Start of Information provided

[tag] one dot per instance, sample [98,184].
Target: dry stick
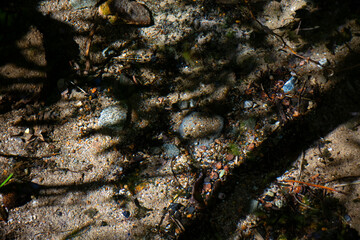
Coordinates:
[87,51]
[174,174]
[313,185]
[286,46]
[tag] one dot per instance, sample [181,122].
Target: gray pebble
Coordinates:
[113,117]
[199,125]
[170,150]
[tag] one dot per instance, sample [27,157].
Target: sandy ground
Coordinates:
[121,184]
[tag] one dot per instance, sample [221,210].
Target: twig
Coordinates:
[285,45]
[314,185]
[303,204]
[173,172]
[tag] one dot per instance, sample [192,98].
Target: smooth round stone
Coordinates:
[113,117]
[199,125]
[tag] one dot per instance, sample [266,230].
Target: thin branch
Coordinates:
[314,185]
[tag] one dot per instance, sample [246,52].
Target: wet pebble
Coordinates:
[289,85]
[214,175]
[126,214]
[199,125]
[218,165]
[170,150]
[113,117]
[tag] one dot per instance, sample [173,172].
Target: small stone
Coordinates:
[207,187]
[170,150]
[113,117]
[199,125]
[289,85]
[248,104]
[126,214]
[129,12]
[251,146]
[218,165]
[214,175]
[221,196]
[230,157]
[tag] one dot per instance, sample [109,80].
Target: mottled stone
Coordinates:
[113,117]
[199,125]
[170,150]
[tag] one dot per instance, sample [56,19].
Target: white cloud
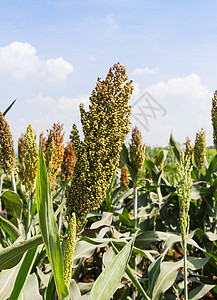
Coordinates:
[20,62]
[141,71]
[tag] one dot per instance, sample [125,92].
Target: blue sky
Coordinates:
[51,53]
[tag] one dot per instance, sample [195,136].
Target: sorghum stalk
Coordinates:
[69,250]
[200,149]
[56,136]
[137,158]
[189,149]
[214,118]
[104,126]
[183,187]
[124,180]
[30,168]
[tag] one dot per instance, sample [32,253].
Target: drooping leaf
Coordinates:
[11,255]
[31,288]
[106,284]
[23,273]
[10,228]
[48,226]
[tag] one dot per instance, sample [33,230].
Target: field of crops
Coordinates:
[100,219]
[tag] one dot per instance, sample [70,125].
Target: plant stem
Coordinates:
[29,201]
[1,184]
[185,271]
[135,202]
[13,181]
[60,216]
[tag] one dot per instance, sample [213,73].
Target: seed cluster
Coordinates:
[21,150]
[214,118]
[105,126]
[137,151]
[200,148]
[189,149]
[55,134]
[30,159]
[124,180]
[67,163]
[7,154]
[183,188]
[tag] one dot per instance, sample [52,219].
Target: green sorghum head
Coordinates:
[137,152]
[30,159]
[200,149]
[214,118]
[183,188]
[7,154]
[68,163]
[104,126]
[56,135]
[49,157]
[124,180]
[189,149]
[69,250]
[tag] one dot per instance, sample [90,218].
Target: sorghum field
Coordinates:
[100,219]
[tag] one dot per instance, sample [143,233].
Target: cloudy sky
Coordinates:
[52,52]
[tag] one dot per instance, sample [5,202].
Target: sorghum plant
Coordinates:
[214,118]
[183,188]
[189,149]
[21,150]
[137,158]
[69,250]
[30,159]
[55,134]
[124,180]
[7,154]
[200,149]
[105,126]
[67,163]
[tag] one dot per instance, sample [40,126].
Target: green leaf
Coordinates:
[11,255]
[177,149]
[13,205]
[106,284]
[31,289]
[133,278]
[11,230]
[200,291]
[7,279]
[23,273]
[9,107]
[48,226]
[166,278]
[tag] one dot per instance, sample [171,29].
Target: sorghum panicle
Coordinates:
[55,134]
[214,118]
[21,150]
[105,126]
[189,149]
[200,149]
[183,188]
[30,159]
[7,154]
[67,163]
[124,180]
[42,141]
[49,157]
[137,151]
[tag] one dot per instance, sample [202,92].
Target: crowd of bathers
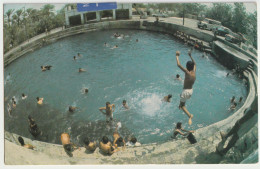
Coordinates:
[105,145]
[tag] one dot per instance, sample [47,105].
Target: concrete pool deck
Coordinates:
[170,152]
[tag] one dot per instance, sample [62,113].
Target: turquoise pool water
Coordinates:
[140,72]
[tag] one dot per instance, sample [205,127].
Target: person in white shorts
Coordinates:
[190,77]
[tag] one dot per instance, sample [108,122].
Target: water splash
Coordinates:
[151,104]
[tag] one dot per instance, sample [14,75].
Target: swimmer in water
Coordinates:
[114,47]
[167,98]
[90,146]
[179,130]
[82,70]
[227,75]
[72,109]
[21,141]
[190,77]
[9,110]
[232,100]
[14,104]
[33,128]
[178,77]
[233,107]
[133,142]
[106,146]
[125,105]
[109,111]
[39,100]
[118,140]
[240,99]
[67,144]
[48,67]
[23,96]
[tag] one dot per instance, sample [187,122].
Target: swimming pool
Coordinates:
[140,72]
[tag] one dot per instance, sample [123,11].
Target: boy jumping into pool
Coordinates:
[190,77]
[109,111]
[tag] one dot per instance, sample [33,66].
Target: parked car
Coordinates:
[208,24]
[235,38]
[160,15]
[221,30]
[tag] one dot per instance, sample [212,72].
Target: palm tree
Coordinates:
[19,12]
[8,14]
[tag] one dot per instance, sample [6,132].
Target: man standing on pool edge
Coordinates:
[190,77]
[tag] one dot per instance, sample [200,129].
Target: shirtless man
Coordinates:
[72,109]
[178,77]
[90,146]
[118,140]
[109,111]
[106,146]
[39,100]
[43,68]
[190,77]
[67,145]
[167,98]
[125,105]
[82,70]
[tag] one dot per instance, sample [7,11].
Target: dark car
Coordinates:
[235,38]
[160,15]
[221,31]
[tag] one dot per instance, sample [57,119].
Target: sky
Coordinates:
[250,7]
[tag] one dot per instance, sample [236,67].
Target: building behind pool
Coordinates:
[243,124]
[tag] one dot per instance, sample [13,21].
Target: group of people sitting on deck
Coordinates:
[105,145]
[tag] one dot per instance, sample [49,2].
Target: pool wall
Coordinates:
[171,152]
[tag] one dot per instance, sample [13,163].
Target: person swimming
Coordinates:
[33,128]
[39,100]
[109,111]
[21,141]
[82,70]
[233,107]
[125,105]
[232,100]
[106,146]
[190,77]
[118,140]
[133,142]
[23,96]
[179,130]
[90,146]
[43,68]
[67,144]
[14,104]
[48,67]
[167,98]
[114,47]
[240,99]
[178,77]
[72,109]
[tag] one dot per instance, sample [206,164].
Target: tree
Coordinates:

End of Information provided

#### [Your instructions]
In the entries above, find the line with "[tag] one dot per instance, sample [56,19]." and the line with "Target: sorghum stalk". Return exactly those lines and all the ones between them, pictures excluded.

#### [Written solution]
[tag] one dot per instance, sample [56,19].
Target: white cloud
Coordinates:
[20,62]
[141,71]
[tag] one dot per instance, sample [125,92].
Target: blue sky
Coordinates:
[51,53]
[tag] one dot per instance, sample [195,136].
Target: sorghum stalk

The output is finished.